* [Stated exercise A] Copy out all the entries below in full, requests included, and shift every polygon vertex coordinate in the answers by adding 136 to each number.

* [Page extract]
= = = =
Chinese Art Since 1949

0.50 unit, Y. Zhou

The year of 1949 is the watershed of twentieth century’s Chinese art due to foundation of People’s Republic of China. The art experienced one of the most dramatic changes in the period of 1950s to the present. We will, in this intermediate-level course, investigate the journey from ideology-oriented art to the art of the Cultural Revolution, from post-Mao period, the avant-garde movement, to the art in an era of urbanization in a global context. Pre-requisite: ARHS 111 or ARHS 114 or permission of the instructor.

ARHS 375

Early Renaissance Sculpture in Tuscany

0.50 unit, K. Van Ausdall

This seminar will be taught in Italy as part of the Kenyon in Florence program.  It will focus on early Renaissance sculpture in the region of Tuscany, with special emphasis on fifteenth-century Florentine sculpture.  Students will examine the foundations of Renaissance classicism, both in the antecedents of late medieval sculpture, and in the inspiration provided by ancient Roman monuments.  The city of Florence itself will provide a rich source for study of this material, and seminar members will develop an every-day familiarity with artists like Donatello, Ghiberti, and Nanni di Banco.  This seminar will correlate scholarly readings and primary sources with first-hand visual experience of the monuments.  In addition to the daily exploration of the city of Florence, site visits to Tuscan towns like Pisa, Siena, and Lucca, will give a broader scope for understanding the function and meaning of early Renaissance sculpture.  Requirements of the course include exams, short papers, a term-long research paper, and a presentation.  Prerequisite: Permission of instructor and enrollment in the Kenyon in Florence program

ARTS 320

Color Photography

0.50 unit, M. Hackbardt

This course is intended to develop an understanding of color photography as a medium for contemporary art, and as a ubiquitous messaging system doubly bound to veracity and deception.  Students will take their own traditional or digital photographs and then utilize various digital photography techniques, including image scanning and color digital printing.  Color theory, correct exposure of color slide and negative films, color balance management, use of color as an element in photographic design, and the psychology of color will be covered.  Prerequisite: Arts 106, 107 or permission of the instructor.
= = = =
* [Stated exercise B]
Answer these questions about the course listings:
(i) Who teaches Chinese Art Since 1949?
(ii) Early Renaissance Sculpture in Tuscany is taught in Italy as part of which program?
(iii) What is the prerequisite for Color Photography?

* [Input rows]
= = = =
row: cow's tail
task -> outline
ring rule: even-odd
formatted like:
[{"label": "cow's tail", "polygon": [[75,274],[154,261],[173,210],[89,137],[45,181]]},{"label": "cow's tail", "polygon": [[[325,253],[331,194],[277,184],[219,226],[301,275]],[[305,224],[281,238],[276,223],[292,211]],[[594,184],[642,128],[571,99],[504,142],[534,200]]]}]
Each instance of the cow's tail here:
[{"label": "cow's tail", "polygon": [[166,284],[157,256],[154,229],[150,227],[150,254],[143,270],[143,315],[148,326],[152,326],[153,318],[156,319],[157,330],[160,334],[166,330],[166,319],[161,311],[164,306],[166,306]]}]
= = = =
* [Complete answer A]
row: cow's tail
task -> outline
ring rule: even-odd
formatted like:
[{"label": "cow's tail", "polygon": [[75,274],[154,261],[173,210],[89,137],[45,181]]},{"label": "cow's tail", "polygon": [[[325,253],[331,194],[277,184],[219,226],[301,275]],[[305,224],[281,238],[276,223],[292,211]],[[594,184],[642,128],[571,99],[504,142],[534,200]]]}]
Each instance of the cow's tail here:
[{"label": "cow's tail", "polygon": [[302,420],[293,392],[290,365],[286,363],[286,390],[279,406],[279,451],[284,462],[288,462],[289,454],[292,455],[293,466],[296,470],[302,466],[302,455],[297,447],[300,442],[302,442]]}]

* [Complete answer B]
(i) Y. Zhou
(ii) The Kenyon in Florence program
(iii) Arts 106, 107 or permission of the instructor